Region pointing data:
****************************************

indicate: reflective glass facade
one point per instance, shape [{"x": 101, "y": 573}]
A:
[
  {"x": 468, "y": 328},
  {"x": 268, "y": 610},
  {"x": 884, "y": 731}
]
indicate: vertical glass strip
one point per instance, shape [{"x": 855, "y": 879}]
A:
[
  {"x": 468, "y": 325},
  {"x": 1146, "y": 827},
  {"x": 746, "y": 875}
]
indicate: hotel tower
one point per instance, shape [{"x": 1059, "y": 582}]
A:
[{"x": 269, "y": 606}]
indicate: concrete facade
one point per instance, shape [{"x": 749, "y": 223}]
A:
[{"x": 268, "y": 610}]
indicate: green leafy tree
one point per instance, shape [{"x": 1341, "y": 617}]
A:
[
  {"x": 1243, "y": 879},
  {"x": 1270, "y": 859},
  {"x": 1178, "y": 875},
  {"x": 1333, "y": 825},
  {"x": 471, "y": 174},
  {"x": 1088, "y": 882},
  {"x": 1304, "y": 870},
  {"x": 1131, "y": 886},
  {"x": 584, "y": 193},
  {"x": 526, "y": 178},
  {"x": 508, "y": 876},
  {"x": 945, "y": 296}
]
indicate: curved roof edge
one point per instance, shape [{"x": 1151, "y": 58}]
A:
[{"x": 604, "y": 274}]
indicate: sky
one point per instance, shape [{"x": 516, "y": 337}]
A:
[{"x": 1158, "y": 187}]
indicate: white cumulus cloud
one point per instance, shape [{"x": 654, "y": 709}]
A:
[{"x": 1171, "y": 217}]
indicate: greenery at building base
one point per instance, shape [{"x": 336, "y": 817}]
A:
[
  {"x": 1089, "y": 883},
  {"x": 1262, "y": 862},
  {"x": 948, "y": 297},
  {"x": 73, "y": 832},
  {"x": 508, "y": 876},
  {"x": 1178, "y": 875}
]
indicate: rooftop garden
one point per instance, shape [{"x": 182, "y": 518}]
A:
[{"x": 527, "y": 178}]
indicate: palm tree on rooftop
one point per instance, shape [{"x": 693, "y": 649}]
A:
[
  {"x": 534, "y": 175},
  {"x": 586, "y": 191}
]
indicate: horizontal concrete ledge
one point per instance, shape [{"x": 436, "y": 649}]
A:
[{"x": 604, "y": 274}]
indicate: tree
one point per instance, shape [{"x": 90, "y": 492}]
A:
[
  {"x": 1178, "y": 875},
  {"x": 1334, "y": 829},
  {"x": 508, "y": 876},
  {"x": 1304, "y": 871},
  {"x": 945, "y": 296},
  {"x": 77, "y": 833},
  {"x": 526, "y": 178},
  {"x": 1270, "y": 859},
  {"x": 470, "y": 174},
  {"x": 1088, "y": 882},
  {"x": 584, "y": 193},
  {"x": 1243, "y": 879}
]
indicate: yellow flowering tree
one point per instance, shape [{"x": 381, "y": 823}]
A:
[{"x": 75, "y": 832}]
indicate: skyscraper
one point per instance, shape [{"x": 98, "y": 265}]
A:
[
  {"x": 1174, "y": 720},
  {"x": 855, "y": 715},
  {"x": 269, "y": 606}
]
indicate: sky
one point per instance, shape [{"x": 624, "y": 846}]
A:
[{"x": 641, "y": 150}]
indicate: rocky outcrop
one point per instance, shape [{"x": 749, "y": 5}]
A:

****************************************

Exercise description: Each line of the data is to be retyped exactly as shown.

Solution below:
indicate: reflective glass facade
one point per instance, shape [{"x": 101, "y": 573}]
A:
[
  {"x": 468, "y": 328},
  {"x": 268, "y": 610},
  {"x": 884, "y": 731}
]
indicate: vertical glass strip
one point per instance, shape [{"x": 855, "y": 879}]
A:
[
  {"x": 468, "y": 325},
  {"x": 1146, "y": 827},
  {"x": 746, "y": 875}
]
indicate: hotel tower
one point per instance, shape [{"x": 1059, "y": 582}]
A:
[{"x": 269, "y": 606}]
indicate: concrete facade
one point per instance, shape [{"x": 749, "y": 223}]
A:
[{"x": 268, "y": 610}]
indicate: green leafy tree
one point per instance, shape [{"x": 1341, "y": 617}]
A:
[
  {"x": 1243, "y": 879},
  {"x": 1270, "y": 859},
  {"x": 1178, "y": 875},
  {"x": 1333, "y": 825},
  {"x": 471, "y": 174},
  {"x": 1088, "y": 882},
  {"x": 1304, "y": 870},
  {"x": 1131, "y": 886},
  {"x": 584, "y": 193},
  {"x": 526, "y": 178},
  {"x": 508, "y": 876},
  {"x": 945, "y": 296}
]
indicate: curved roof edge
one point per instance, shape [{"x": 1151, "y": 58}]
A:
[{"x": 604, "y": 274}]
indicate: sky
one point per instance, shape [{"x": 516, "y": 337}]
A:
[{"x": 1158, "y": 187}]
indicate: white cumulus cloud
one point per instance, shape [{"x": 654, "y": 709}]
A:
[{"x": 1171, "y": 217}]
indicate: greenery at building base
one point per instance, shape [{"x": 336, "y": 817}]
A:
[
  {"x": 1089, "y": 883},
  {"x": 1262, "y": 862},
  {"x": 948, "y": 297},
  {"x": 73, "y": 832},
  {"x": 508, "y": 876},
  {"x": 1178, "y": 875}
]
indicate: rooftop garden
one point per instance, shape [{"x": 182, "y": 518}]
A:
[{"x": 527, "y": 178}]
indicate: palm tree on rooftop
one point per instance, shape [{"x": 693, "y": 649}]
A:
[
  {"x": 534, "y": 175},
  {"x": 586, "y": 191}
]
indicate: horizontal concrete ledge
one point per instance, shape [{"x": 436, "y": 649}]
A:
[{"x": 604, "y": 274}]
indicate: tree
one point per instance, shape [{"x": 90, "y": 492}]
A:
[
  {"x": 1178, "y": 875},
  {"x": 1334, "y": 829},
  {"x": 508, "y": 876},
  {"x": 1304, "y": 871},
  {"x": 945, "y": 296},
  {"x": 77, "y": 833},
  {"x": 526, "y": 178},
  {"x": 1270, "y": 859},
  {"x": 470, "y": 174},
  {"x": 1088, "y": 882},
  {"x": 584, "y": 193},
  {"x": 1243, "y": 879}
]
indicate: yellow flowering tree
one point per instance, shape [{"x": 381, "y": 823}]
A:
[{"x": 75, "y": 832}]
indicate: skyscraper
one point per instance, shape [{"x": 98, "y": 265}]
A:
[
  {"x": 1174, "y": 720},
  {"x": 855, "y": 715},
  {"x": 269, "y": 606}
]
indicate: sky
one point per instance, shape [{"x": 624, "y": 846}]
A:
[{"x": 641, "y": 150}]
indicate: rocky outcrop
one point per instance, shape [{"x": 749, "y": 5}]
A:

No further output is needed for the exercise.